§ About this exercise
Scan the entries for the word "image", and copy every line where it appears.

:: Provided records

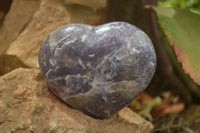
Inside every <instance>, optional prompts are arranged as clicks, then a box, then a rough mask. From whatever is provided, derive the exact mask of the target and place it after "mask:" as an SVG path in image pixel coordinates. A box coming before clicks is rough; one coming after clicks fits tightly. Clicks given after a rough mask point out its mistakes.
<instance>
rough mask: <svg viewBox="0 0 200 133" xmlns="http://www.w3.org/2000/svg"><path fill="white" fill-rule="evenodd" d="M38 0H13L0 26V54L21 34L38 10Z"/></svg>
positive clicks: (3, 52)
mask: <svg viewBox="0 0 200 133" xmlns="http://www.w3.org/2000/svg"><path fill="white" fill-rule="evenodd" d="M38 6H39V0H31V1H30V0H14V1H13V3H12V5H11V8H10V11H9V12H8V14H7V15H6V17H5V19H4V22H3V24H2V27H1V28H0V47H1V49H0V55H2V54H3V53H4V52H5V51H6V49H7V48H8V47H9V46H10V44H11V43H12V42H13V41H14V40H15V39H16V38H17V37H18V36H19V35H20V34H21V32H22V31H23V30H24V29H25V28H26V26H27V25H28V24H29V22H30V21H31V20H32V17H33V14H34V13H35V11H36V10H38Z"/></svg>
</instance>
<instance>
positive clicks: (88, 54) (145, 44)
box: [39, 22, 156, 118]
mask: <svg viewBox="0 0 200 133" xmlns="http://www.w3.org/2000/svg"><path fill="white" fill-rule="evenodd" d="M39 65H40V68H41V72H42V75H43V77H44V79H45V81H46V83H47V85H48V86H49V88H50V89H51V91H52V92H53V93H54V94H55V95H56V96H58V97H59V98H60V99H62V100H63V101H64V102H65V103H67V104H68V105H70V106H72V107H73V108H76V109H79V110H81V111H83V112H85V113H87V114H89V115H91V116H94V117H97V118H107V117H109V116H111V115H113V114H115V113H117V112H118V111H119V110H121V109H122V108H124V107H125V106H126V105H128V104H129V103H130V102H131V101H132V100H134V99H135V98H136V97H137V96H138V95H139V94H140V92H142V91H143V90H144V89H145V88H146V87H147V85H148V84H149V82H150V81H151V79H152V76H153V74H154V72H155V68H156V55H155V51H154V48H153V45H152V43H151V41H150V39H149V37H148V36H147V35H146V34H145V33H144V32H143V31H141V30H140V29H138V28H137V27H135V26H133V25H131V24H128V23H125V22H112V23H107V24H104V25H100V26H97V27H94V26H90V25H85V24H70V25H66V26H63V27H60V28H58V29H57V30H55V31H54V32H53V33H51V34H50V35H49V36H48V37H47V38H46V39H45V41H44V42H43V45H42V47H41V50H40V54H39Z"/></svg>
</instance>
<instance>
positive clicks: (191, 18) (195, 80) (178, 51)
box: [153, 7, 200, 85]
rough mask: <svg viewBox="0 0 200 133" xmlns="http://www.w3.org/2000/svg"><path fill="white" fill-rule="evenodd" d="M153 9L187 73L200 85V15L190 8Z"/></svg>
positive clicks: (197, 83) (168, 8)
mask: <svg viewBox="0 0 200 133" xmlns="http://www.w3.org/2000/svg"><path fill="white" fill-rule="evenodd" d="M153 9H154V11H155V12H156V14H157V17H158V20H159V24H160V25H161V27H162V29H163V31H164V33H165V35H166V36H167V39H168V41H169V43H170V45H171V46H172V47H173V49H174V51H175V53H176V56H177V59H178V61H179V62H180V63H181V64H182V66H183V69H184V71H185V73H187V74H189V75H190V77H191V78H192V79H193V81H194V82H195V83H197V84H198V85H200V15H198V14H195V13H193V12H191V11H190V10H189V9H180V8H163V7H153Z"/></svg>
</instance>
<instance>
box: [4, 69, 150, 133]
mask: <svg viewBox="0 0 200 133" xmlns="http://www.w3.org/2000/svg"><path fill="white" fill-rule="evenodd" d="M0 107H2V108H1V109H0V114H2V115H0V131H3V132H9V131H10V132H17V131H21V132H50V131H57V132H65V131H66V132H72V131H73V132H77V133H78V132H81V133H85V132H92V133H97V132H101V133H105V132H109V133H121V132H126V133H132V132H133V131H134V132H135V133H148V132H150V131H151V130H152V128H153V126H152V124H151V123H149V122H147V121H146V120H144V119H143V118H141V117H140V116H139V115H137V114H135V113H134V112H132V111H131V110H130V109H128V108H125V109H123V110H122V111H120V112H119V114H118V115H115V116H113V117H111V118H109V119H105V120H98V119H94V118H91V117H89V116H87V115H85V114H83V113H82V112H80V111H78V110H74V109H72V108H70V107H68V106H67V105H65V104H64V103H62V102H61V101H60V100H58V99H57V98H56V97H55V96H54V95H53V94H52V93H51V92H50V91H49V90H48V89H47V87H46V85H45V83H44V81H43V79H42V77H41V74H40V71H39V70H38V69H24V68H19V69H16V70H14V71H12V72H10V73H8V74H6V75H4V76H2V77H0ZM22 114H23V115H22Z"/></svg>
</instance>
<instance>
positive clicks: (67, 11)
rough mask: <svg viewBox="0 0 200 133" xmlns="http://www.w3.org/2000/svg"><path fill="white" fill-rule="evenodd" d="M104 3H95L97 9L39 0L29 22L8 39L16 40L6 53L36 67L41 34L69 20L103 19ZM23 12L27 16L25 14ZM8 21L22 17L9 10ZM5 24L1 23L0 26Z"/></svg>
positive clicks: (84, 6)
mask: <svg viewBox="0 0 200 133" xmlns="http://www.w3.org/2000/svg"><path fill="white" fill-rule="evenodd" d="M24 1H29V0H24ZM95 1H97V0H95ZM104 1H105V0H104ZM35 2H38V1H35ZM17 4H18V3H16V5H15V6H12V7H11V11H12V10H18V9H17V7H18V5H17ZM23 6H24V7H27V6H29V4H28V2H27V4H23ZM105 6H106V5H104V6H103V7H102V6H101V8H99V6H98V7H97V9H96V10H94V9H93V8H91V7H88V6H83V5H79V3H77V4H67V3H64V2H63V1H61V0H41V1H39V8H37V11H36V12H35V14H34V15H33V18H32V19H29V21H28V23H26V25H24V26H23V28H22V29H21V30H20V32H17V35H16V33H14V35H15V37H12V38H13V39H9V40H12V41H13V40H14V39H15V40H14V41H13V42H12V41H11V42H12V44H11V45H10V47H9V49H8V50H7V51H6V54H8V55H16V56H17V57H18V58H19V59H20V60H21V61H22V62H23V63H24V64H25V65H28V66H30V67H38V61H37V57H38V53H39V49H40V46H41V44H42V42H43V40H44V38H45V37H46V36H47V35H48V34H49V33H51V32H52V31H53V30H55V29H56V28H57V27H59V26H61V25H65V24H69V23H89V24H95V25H98V24H101V23H103V22H104V21H105V12H104V9H103V8H106V7H105ZM29 8H30V7H29ZM31 8H32V7H31ZM29 10H30V9H26V10H25V9H24V11H23V12H27V11H29ZM23 16H24V17H27V15H26V14H24V15H23ZM29 16H30V15H29ZM7 21H9V22H13V21H16V22H20V24H21V18H16V17H15V14H11V16H10V17H9V18H8V19H7ZM6 27H8V26H6ZM6 27H4V26H3V27H2V28H6ZM9 27H16V25H15V24H10V26H9ZM9 29H10V28H9ZM9 33H10V31H9ZM11 33H12V32H11ZM14 35H12V36H14Z"/></svg>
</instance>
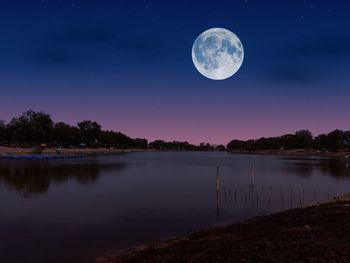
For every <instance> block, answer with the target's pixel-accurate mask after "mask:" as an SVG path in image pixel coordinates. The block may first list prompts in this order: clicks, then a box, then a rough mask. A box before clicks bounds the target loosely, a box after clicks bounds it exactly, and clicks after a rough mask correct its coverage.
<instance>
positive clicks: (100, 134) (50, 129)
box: [0, 110, 225, 151]
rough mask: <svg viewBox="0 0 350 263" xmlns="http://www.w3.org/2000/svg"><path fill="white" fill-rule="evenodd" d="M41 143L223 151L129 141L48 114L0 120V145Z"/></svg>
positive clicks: (26, 112) (140, 141)
mask: <svg viewBox="0 0 350 263" xmlns="http://www.w3.org/2000/svg"><path fill="white" fill-rule="evenodd" d="M42 144H45V145H47V146H48V147H104V148H111V147H113V148H135V149H148V148H149V149H159V150H183V151H191V150H200V151H211V150H225V147H224V146H223V145H220V146H215V147H214V146H212V145H210V144H208V143H207V144H205V143H202V144H200V145H199V146H196V145H193V144H190V143H188V142H186V141H185V142H178V141H173V142H166V141H163V140H155V141H154V142H151V143H149V142H148V141H147V140H146V139H143V138H130V137H129V136H127V135H125V134H123V133H121V132H115V131H106V130H102V127H101V125H100V124H98V123H97V122H96V121H91V120H84V121H81V122H78V123H77V125H76V126H73V125H69V124H67V123H64V122H54V121H53V120H52V119H51V116H50V114H47V113H45V112H42V111H39V112H35V111H33V110H28V111H26V112H24V113H22V115H21V116H19V117H14V118H12V119H11V121H10V122H8V123H6V122H5V121H1V120H0V145H8V146H24V147H33V146H40V145H42Z"/></svg>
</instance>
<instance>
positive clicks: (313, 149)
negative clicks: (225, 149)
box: [227, 130, 350, 152]
mask: <svg viewBox="0 0 350 263" xmlns="http://www.w3.org/2000/svg"><path fill="white" fill-rule="evenodd" d="M227 149H228V150H231V151H233V150H237V151H257V150H291V149H306V150H319V151H331V152H335V151H347V150H350V131H342V130H334V131H332V132H330V133H328V134H320V135H318V136H316V137H314V136H313V135H312V133H311V132H310V131H309V130H300V131H297V132H296V133H294V134H286V135H282V136H279V137H270V138H264V137H263V138H260V139H257V140H246V141H242V140H232V141H231V142H230V143H229V144H228V145H227Z"/></svg>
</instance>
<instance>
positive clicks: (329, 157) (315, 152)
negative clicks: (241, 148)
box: [228, 149, 350, 158]
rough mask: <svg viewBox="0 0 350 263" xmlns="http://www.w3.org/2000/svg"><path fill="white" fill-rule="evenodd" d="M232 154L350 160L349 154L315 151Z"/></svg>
mask: <svg viewBox="0 0 350 263" xmlns="http://www.w3.org/2000/svg"><path fill="white" fill-rule="evenodd" d="M228 152H229V153H232V154H251V155H278V156H279V155H280V156H295V157H325V158H327V157H328V158H350V152H348V151H344V152H322V151H315V150H303V149H293V150H256V151H228Z"/></svg>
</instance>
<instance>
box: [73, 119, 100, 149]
mask: <svg viewBox="0 0 350 263" xmlns="http://www.w3.org/2000/svg"><path fill="white" fill-rule="evenodd" d="M78 128H79V130H80V135H81V139H82V142H84V143H85V144H86V145H88V146H92V145H97V144H98V138H99V136H100V133H101V125H100V124H98V123H97V122H95V121H82V122H79V123H78Z"/></svg>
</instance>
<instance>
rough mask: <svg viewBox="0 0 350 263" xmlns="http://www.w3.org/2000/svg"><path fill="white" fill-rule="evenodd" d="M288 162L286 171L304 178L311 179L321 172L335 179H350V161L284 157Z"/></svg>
mask: <svg viewBox="0 0 350 263" xmlns="http://www.w3.org/2000/svg"><path fill="white" fill-rule="evenodd" d="M282 159H283V160H286V161H287V162H286V164H285V167H284V170H285V171H286V172H293V173H295V174H297V175H299V176H302V177H310V176H312V175H313V174H314V172H315V171H317V170H319V171H321V172H322V173H323V174H327V175H329V176H331V177H335V178H344V177H350V160H349V159H342V158H330V159H329V158H320V159H318V158H302V157H300V158H298V157H283V158H282Z"/></svg>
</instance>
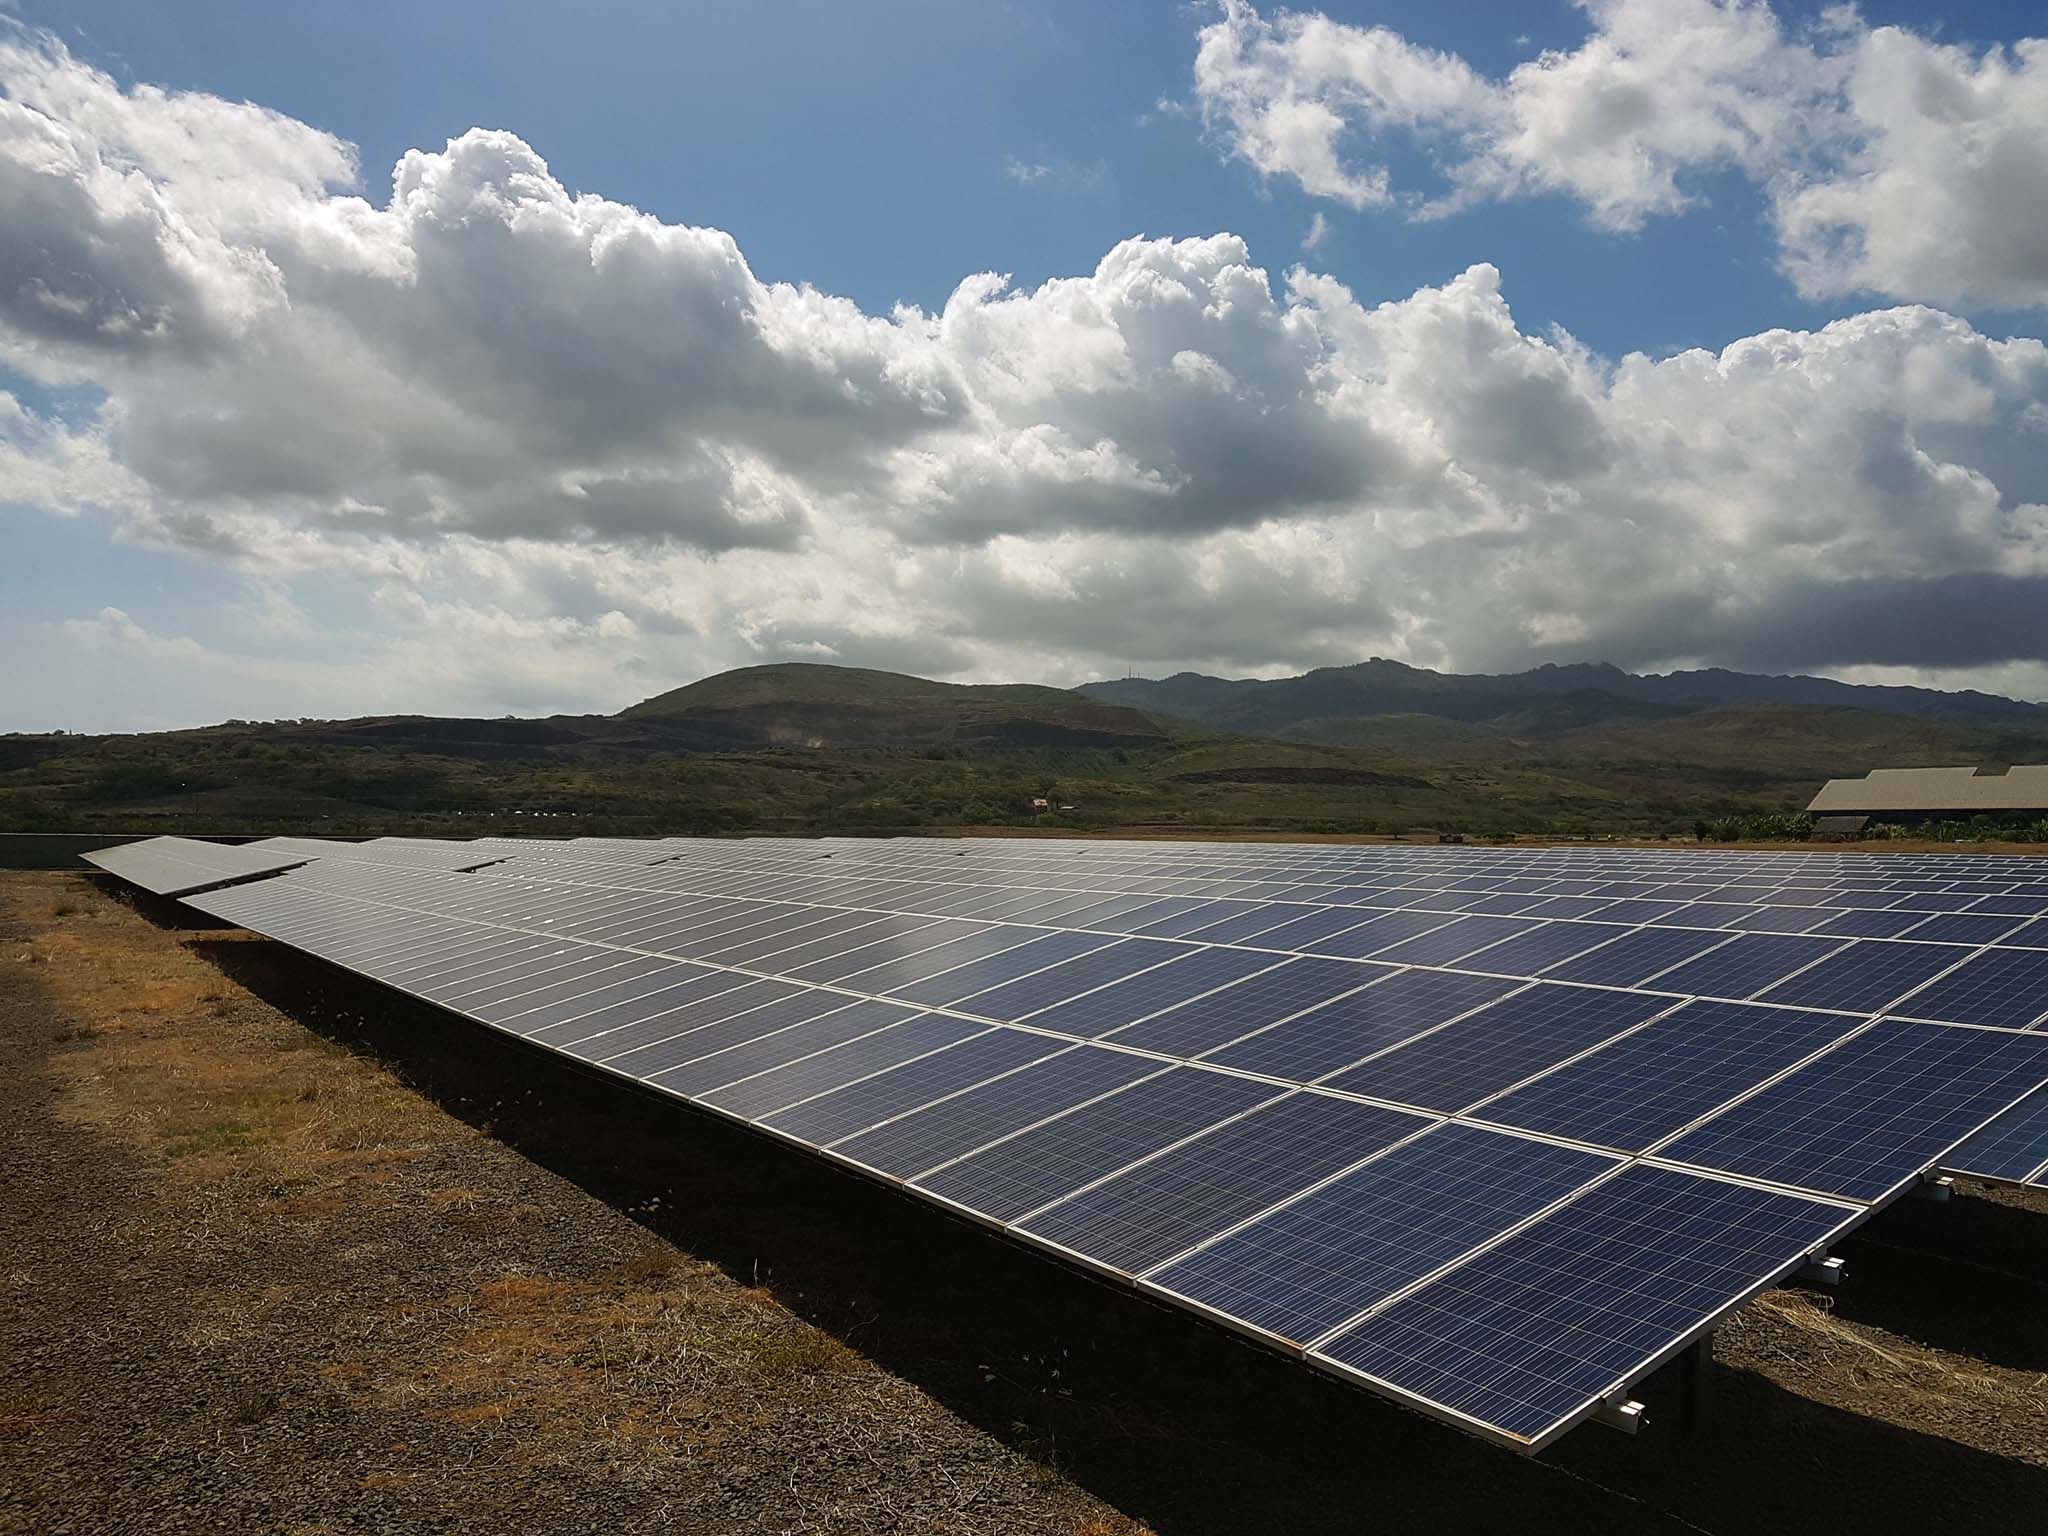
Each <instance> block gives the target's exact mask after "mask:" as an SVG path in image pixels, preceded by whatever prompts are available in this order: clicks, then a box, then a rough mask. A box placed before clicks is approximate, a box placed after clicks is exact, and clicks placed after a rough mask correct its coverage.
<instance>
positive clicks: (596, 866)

::::

§ Finished task
Inside every <instance>, optional prompts are arranged as clicks, then a box, then a rough mask. From whatever is provided, derive the exact mask of the target and place it after "mask:" as an SVG path in image pixel coordinates. A box coming before clicks is rough; one coming after clicks fits tightly. Clicks given after a rough mask point out its mistakes.
For every <instance> block, answer with the target's pixel-accurate mask after "mask:" as an SVG path in image pixel coordinates. The block may first list prompts in this order: clicks, then a box, then a rough mask. A box before clicks bounds the target loosely, a box after clicks bounds it exactly, and clicks after a rough mask correct its coverage.
Each <instance> block gives the target's exact mask after "mask:" as an SVG path in image pixels, preceded by whatever prompts are available in this order: clicks, then a box, then a rough mask. A box placed before clicks is approximate, a box placed after clicks is exact, and clicks placed after a rough mask correct its coverage.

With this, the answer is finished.